As the book progresses, it increasingly becomes a defense of Mary Stuart's succession rights, which by 1584 had become imperilled by her involvement in several plots to assassinate Elizabeth.

==Authorship==
The authorship of the pamphlet has been much disputed. Francis Walsingham, in charge of Elizabeth's secret service, thought that Thomas Morgan, the exiled agent of Mary Stuart, to be its author when it first surfaced in August 1584. Dudley likewise believed that Mary was involved in its conception: "Leicester has lately told a friend that he will persecute you to the uttermost", one of her spies informed her. The Jesuit Robert Persons soon became popularly associated with it, which was published under his name in later editions. Although he denied authorship in his memoirs, he was involved in smuggling the book from France to England. Scholars now generally believe that Persons was not the author. Ralph Emerson, a Catholic activist, was arrested in possession of several copies but could not or would not identify the author when questioned.

Some modern scholars have suggested that there was no single author and that several members of the exiled Catholic community based in France wrote the text as a group effort, the chief candidates being Charles Arundell and Charles Paget. The original intention of the text is probably linked to a factional struggle at the French court. It favoured the party of the Guises, supporters of the Catholic League, against those with a more positive attitude to Elizabeth and England.

::::::

- [Required tasks]:
(1) Recast the paragraph beginning "Some modern scholars" from the passage above on the pamphlet's authorship as a short bulleted list, keeping its main facts.
(2) In the passage above on the pamphlet's authorship, who was arrested with several copies in his possession?
(3) Pick up the passage on the pamphlet's authorship after its last sentence and carry it forward.

::::::

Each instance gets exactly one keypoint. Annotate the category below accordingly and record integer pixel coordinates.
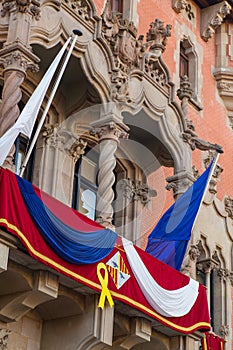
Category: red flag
(212, 342)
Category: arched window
(85, 184)
(189, 65)
(211, 272)
(117, 5)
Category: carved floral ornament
(132, 53)
(212, 18)
(180, 5)
(26, 6)
(4, 334)
(81, 7)
(137, 191)
(228, 201)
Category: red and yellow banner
(112, 277)
(212, 342)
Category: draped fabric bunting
(27, 118)
(169, 303)
(169, 239)
(16, 218)
(74, 246)
(212, 342)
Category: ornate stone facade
(118, 96)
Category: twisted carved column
(16, 57)
(11, 95)
(109, 137)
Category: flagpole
(207, 186)
(76, 34)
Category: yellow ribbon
(104, 284)
(205, 344)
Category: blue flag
(169, 239)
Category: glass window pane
(89, 170)
(87, 203)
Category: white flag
(27, 118)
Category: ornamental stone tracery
(212, 17)
(137, 191)
(4, 334)
(81, 7)
(26, 6)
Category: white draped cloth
(169, 303)
(27, 118)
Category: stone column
(16, 57)
(109, 129)
(185, 93)
(58, 151)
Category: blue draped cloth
(169, 239)
(71, 245)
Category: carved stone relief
(32, 7)
(228, 201)
(216, 174)
(130, 52)
(81, 7)
(179, 183)
(212, 17)
(137, 191)
(224, 331)
(4, 334)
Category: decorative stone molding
(224, 331)
(216, 174)
(212, 17)
(81, 7)
(44, 288)
(29, 6)
(179, 5)
(121, 36)
(179, 183)
(141, 331)
(4, 334)
(58, 137)
(185, 93)
(112, 130)
(157, 36)
(77, 149)
(109, 129)
(224, 79)
(228, 201)
(207, 265)
(119, 87)
(194, 142)
(130, 52)
(223, 274)
(137, 191)
(153, 68)
(18, 59)
(194, 252)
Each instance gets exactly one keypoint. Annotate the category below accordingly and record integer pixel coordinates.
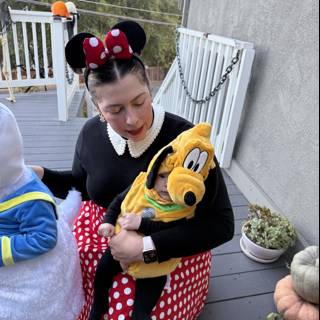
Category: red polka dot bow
(116, 45)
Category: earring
(102, 119)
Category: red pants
(182, 300)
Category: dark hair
(113, 70)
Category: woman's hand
(127, 247)
(38, 170)
(106, 230)
(130, 221)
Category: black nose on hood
(190, 198)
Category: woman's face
(126, 106)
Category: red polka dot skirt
(183, 297)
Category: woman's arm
(60, 182)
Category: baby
(40, 276)
(161, 198)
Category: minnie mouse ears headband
(121, 42)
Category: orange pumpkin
(291, 305)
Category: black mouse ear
(135, 34)
(74, 50)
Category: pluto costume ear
(151, 179)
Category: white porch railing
(204, 59)
(33, 50)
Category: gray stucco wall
(278, 142)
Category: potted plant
(266, 234)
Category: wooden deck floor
(240, 288)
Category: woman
(111, 150)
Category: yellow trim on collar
(7, 258)
(36, 195)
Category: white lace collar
(136, 149)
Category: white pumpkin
(305, 274)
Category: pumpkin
(305, 274)
(292, 306)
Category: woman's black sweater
(101, 174)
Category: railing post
(59, 65)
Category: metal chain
(5, 18)
(69, 77)
(223, 79)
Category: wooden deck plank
(232, 246)
(246, 284)
(248, 308)
(235, 263)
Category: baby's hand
(130, 221)
(106, 230)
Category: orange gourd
(290, 305)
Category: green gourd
(305, 274)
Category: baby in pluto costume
(186, 163)
(40, 275)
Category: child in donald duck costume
(162, 197)
(40, 275)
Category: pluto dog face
(188, 158)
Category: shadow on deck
(240, 288)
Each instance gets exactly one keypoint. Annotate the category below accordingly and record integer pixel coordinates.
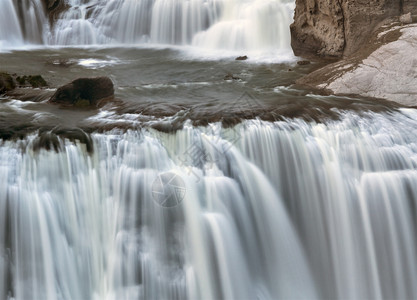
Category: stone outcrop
(387, 70)
(84, 92)
(340, 27)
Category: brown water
(163, 88)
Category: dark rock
(241, 57)
(54, 8)
(340, 28)
(406, 18)
(230, 77)
(6, 83)
(84, 92)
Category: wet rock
(84, 92)
(406, 18)
(244, 57)
(303, 62)
(36, 81)
(340, 28)
(388, 72)
(6, 83)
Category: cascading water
(260, 210)
(212, 24)
(79, 225)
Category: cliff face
(340, 27)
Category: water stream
(190, 186)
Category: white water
(237, 25)
(286, 210)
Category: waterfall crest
(265, 211)
(212, 24)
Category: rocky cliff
(340, 27)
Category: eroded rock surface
(388, 72)
(84, 92)
(341, 27)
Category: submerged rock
(303, 62)
(36, 81)
(230, 76)
(84, 92)
(244, 57)
(340, 28)
(6, 83)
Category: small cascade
(284, 210)
(236, 25)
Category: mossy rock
(35, 81)
(6, 82)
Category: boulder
(406, 18)
(84, 92)
(340, 28)
(6, 83)
(36, 81)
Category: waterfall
(283, 210)
(239, 25)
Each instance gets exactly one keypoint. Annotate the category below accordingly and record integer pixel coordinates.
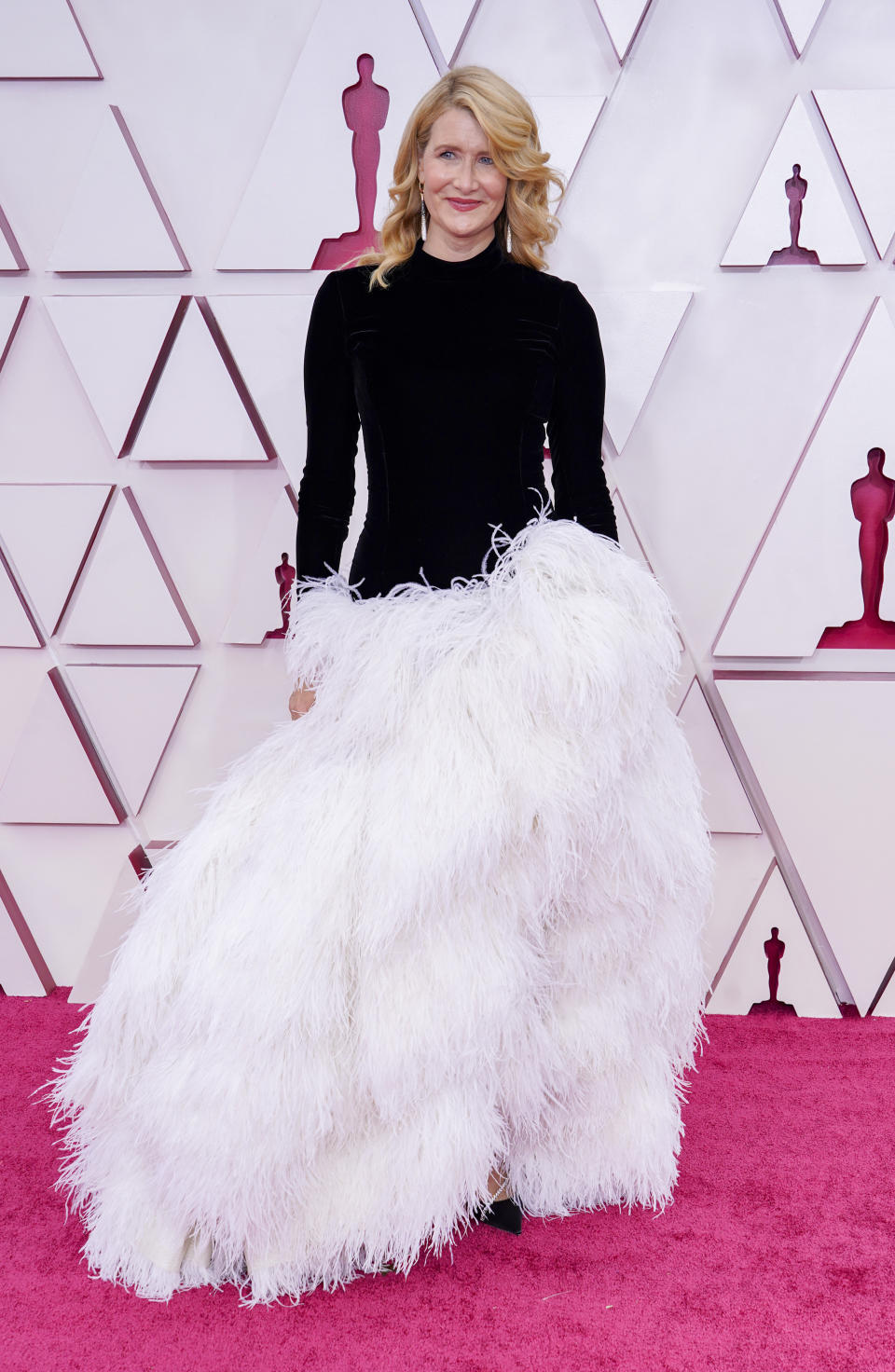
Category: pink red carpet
(778, 1253)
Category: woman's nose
(465, 176)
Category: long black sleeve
(325, 494)
(575, 423)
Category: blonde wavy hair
(525, 226)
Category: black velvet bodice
(452, 372)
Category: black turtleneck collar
(426, 264)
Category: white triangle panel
(886, 1005)
(281, 223)
(746, 979)
(622, 20)
(49, 778)
(564, 124)
(636, 331)
(726, 804)
(195, 413)
(133, 711)
(448, 20)
(824, 755)
(114, 223)
(15, 627)
(267, 336)
(17, 971)
(47, 531)
(741, 862)
(257, 610)
(825, 226)
(113, 342)
(114, 924)
(629, 540)
(807, 572)
(862, 128)
(544, 49)
(11, 311)
(11, 258)
(124, 596)
(799, 18)
(41, 38)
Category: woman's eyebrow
(442, 147)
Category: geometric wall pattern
(151, 421)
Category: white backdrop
(166, 176)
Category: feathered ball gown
(449, 918)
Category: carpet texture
(778, 1252)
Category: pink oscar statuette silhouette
(365, 107)
(796, 188)
(775, 950)
(874, 505)
(284, 574)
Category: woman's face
(462, 189)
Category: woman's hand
(301, 700)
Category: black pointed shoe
(500, 1214)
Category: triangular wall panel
(799, 18)
(862, 128)
(449, 21)
(279, 226)
(726, 805)
(624, 20)
(825, 226)
(113, 342)
(133, 711)
(636, 328)
(17, 628)
(44, 40)
(195, 413)
(824, 755)
(746, 977)
(125, 593)
(267, 335)
(49, 778)
(47, 532)
(806, 574)
(11, 313)
(257, 610)
(116, 221)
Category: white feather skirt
(449, 919)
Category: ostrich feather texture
(449, 919)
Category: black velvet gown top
(452, 372)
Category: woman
(433, 951)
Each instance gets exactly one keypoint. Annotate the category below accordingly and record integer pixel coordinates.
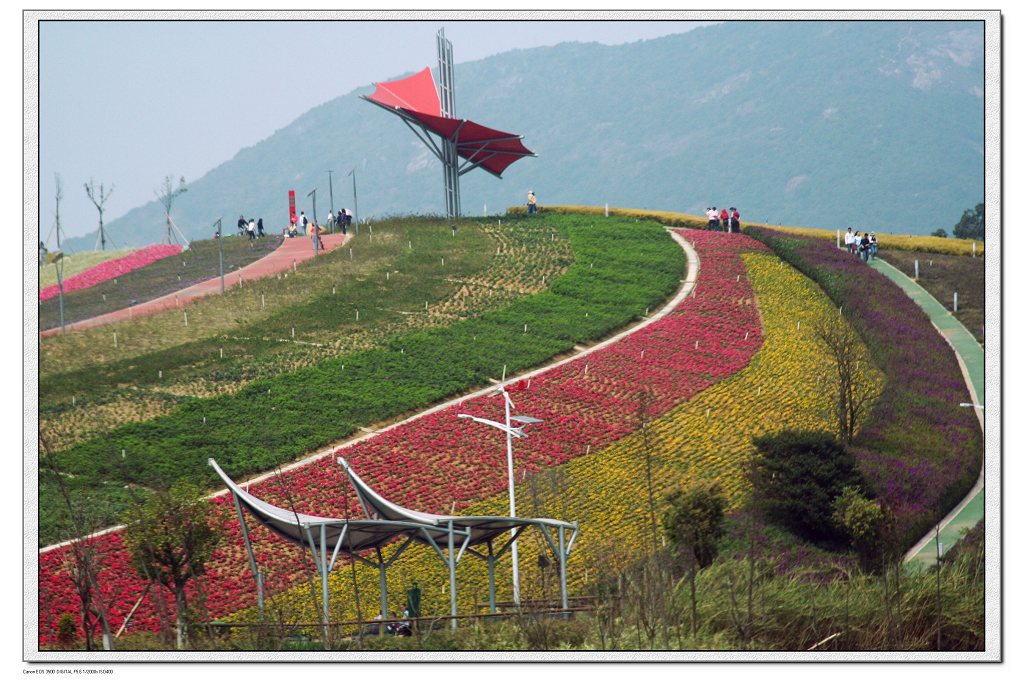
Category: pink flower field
(113, 268)
(436, 460)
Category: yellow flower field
(606, 491)
(886, 241)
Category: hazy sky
(129, 102)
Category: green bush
(797, 477)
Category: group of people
(300, 224)
(252, 227)
(863, 245)
(726, 220)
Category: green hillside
(817, 124)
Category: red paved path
(291, 251)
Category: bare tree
(167, 194)
(102, 196)
(848, 387)
(83, 565)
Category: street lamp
(510, 432)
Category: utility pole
(90, 189)
(355, 202)
(313, 195)
(330, 186)
(167, 194)
(315, 225)
(220, 248)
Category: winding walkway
(290, 253)
(971, 356)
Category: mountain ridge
(871, 124)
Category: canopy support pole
(252, 557)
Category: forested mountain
(871, 124)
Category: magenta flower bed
(437, 459)
(113, 268)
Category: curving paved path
(971, 356)
(290, 253)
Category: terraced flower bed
(145, 274)
(485, 267)
(707, 436)
(273, 421)
(920, 449)
(942, 275)
(585, 302)
(77, 262)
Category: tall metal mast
(450, 160)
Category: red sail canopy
(416, 93)
(415, 99)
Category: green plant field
(387, 287)
(199, 263)
(274, 420)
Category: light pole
(315, 225)
(355, 202)
(330, 186)
(517, 432)
(220, 249)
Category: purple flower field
(921, 451)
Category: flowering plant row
(438, 462)
(113, 268)
(918, 446)
(707, 436)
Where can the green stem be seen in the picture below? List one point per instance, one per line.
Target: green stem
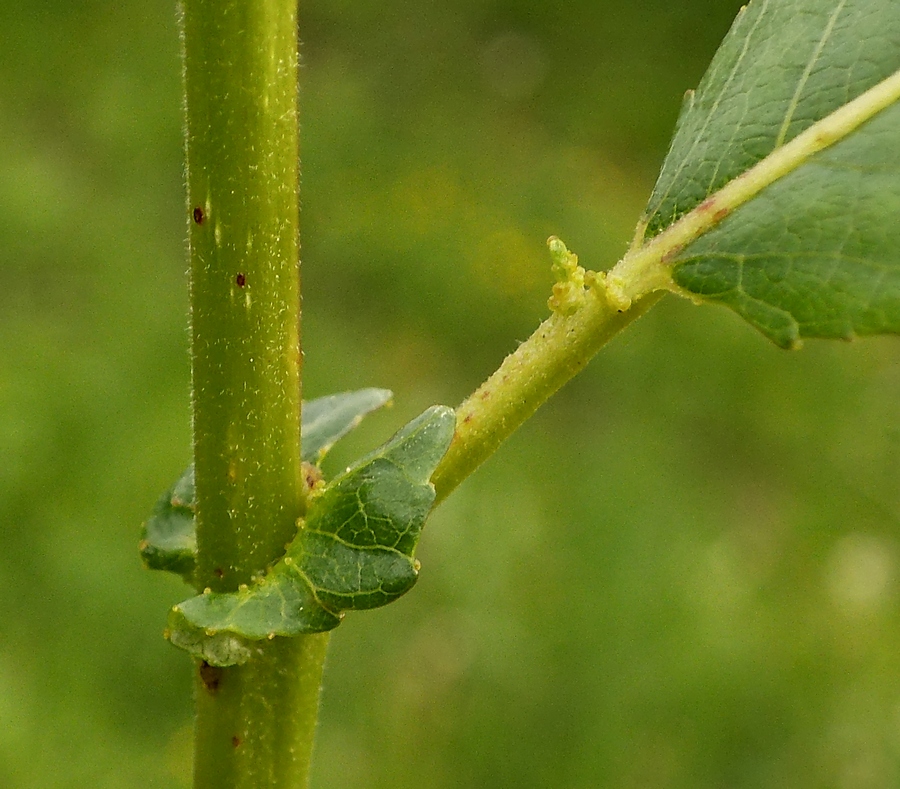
(255, 723)
(555, 353)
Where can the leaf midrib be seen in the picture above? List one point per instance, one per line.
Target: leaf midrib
(647, 268)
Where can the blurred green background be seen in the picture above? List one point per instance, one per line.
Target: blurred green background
(682, 573)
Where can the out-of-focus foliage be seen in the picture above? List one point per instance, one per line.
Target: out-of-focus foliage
(723, 610)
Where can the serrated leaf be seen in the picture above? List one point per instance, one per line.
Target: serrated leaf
(169, 537)
(328, 419)
(355, 551)
(816, 253)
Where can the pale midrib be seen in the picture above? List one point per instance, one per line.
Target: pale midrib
(710, 114)
(795, 99)
(647, 269)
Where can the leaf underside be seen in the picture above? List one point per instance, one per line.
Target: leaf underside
(816, 253)
(354, 551)
(169, 537)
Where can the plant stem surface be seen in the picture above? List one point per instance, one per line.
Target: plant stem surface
(255, 722)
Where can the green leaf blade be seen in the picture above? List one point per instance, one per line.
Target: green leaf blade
(169, 537)
(782, 67)
(827, 267)
(815, 250)
(354, 552)
(328, 419)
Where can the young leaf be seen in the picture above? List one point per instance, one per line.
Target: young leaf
(792, 140)
(328, 419)
(355, 551)
(169, 538)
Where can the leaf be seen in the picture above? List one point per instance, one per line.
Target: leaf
(816, 253)
(328, 419)
(169, 537)
(354, 551)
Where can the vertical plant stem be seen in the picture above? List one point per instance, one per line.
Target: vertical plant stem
(255, 722)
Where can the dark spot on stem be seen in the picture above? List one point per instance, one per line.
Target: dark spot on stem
(210, 676)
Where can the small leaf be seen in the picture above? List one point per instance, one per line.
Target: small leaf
(169, 537)
(355, 551)
(816, 253)
(328, 419)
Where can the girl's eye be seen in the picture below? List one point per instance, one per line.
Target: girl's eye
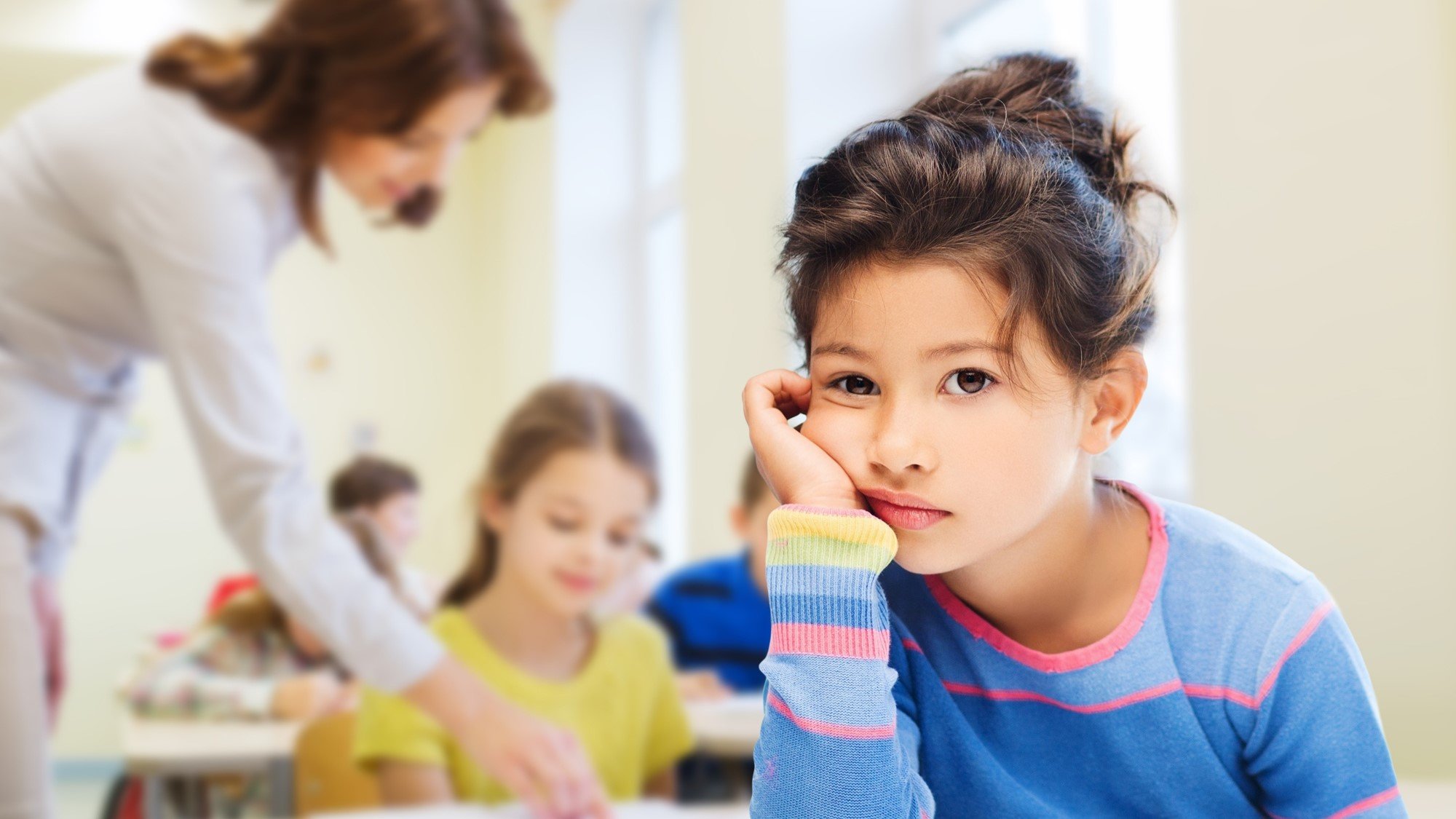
(857, 385)
(968, 382)
(561, 523)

::::::

- [Results for each task]:
(1)
- Some modern scholars think the pamphlet had no single author.
- They suggest it was a group effort by members of the exiled Catholic community in France.
- The chief candidates are Charles Arundell and Charles Paget.
- Its original intention was probably tied to a factional struggle at the French court.
- It favored the Guise party, supporters of the Catholic League, over those more positive toward Elizabeth and England.

(2) Ralph Emerson, a Catholic activist.

(3)
==Suppression==
The work was welcomed by exiled Catholics as the best weapon that they had. Francis Englefield, who served Philip II of Spain, wrote on hearing of it: "Instead of the sword which we cannot obtain, we must fight with prayer and pen". Those kinds of books, he thought, "ought to be to this Queen of England's annoyance... who I hope shall have a fall at last".

Elizabeth's government made considerable efforts to suppress the work, but according to D. C. Peck, "from the evidence of the book's circulation and its later effects, however, the government's attempts at suppression must be said largely to have failed". The Queen published an official condemnation of the libel: "Her majesty [testifieth] in her conscience, before God, unto you, that her Highness not only knoweth in assured certainty, the libels and books against the said Earl, to be most malicious, false and slanderous, and such as none but the devil himself could deem to be true". She offered an amnesty for anyone who handed in the book but threatened imprisonment for those found with it in their possession. Attempts to identify and suppress printing of it in France were unsuccessful, but imported copies were seized and Elizabeth managed to get King James VI of Scotland to impound copies. Nevertheless, handcopied versions of the book circulated widely.

Sir Philip Sidney wrote a defence of his uncle against the attacks in Leicester's Commonwealth and dismissed most of the charges as alehouse talk but instead concentrated on defending the noble lineage and character of his grandfather John Dudley, Duke of Northumberland and even rhetorically challenged the author to a duel. However, Sidney's reply remained unpublished. The work was eventually printed in Collins's "Sydney Papers" in 1746.

The book highly influenced Leicester's historical reputation, as later writers, from William Camden onward, relied heavily on it. It thus laid the foundation of a historiographical tradition that depicted him as the classical Machiavellian courtier and as the evil spirit of Elizabeth's court.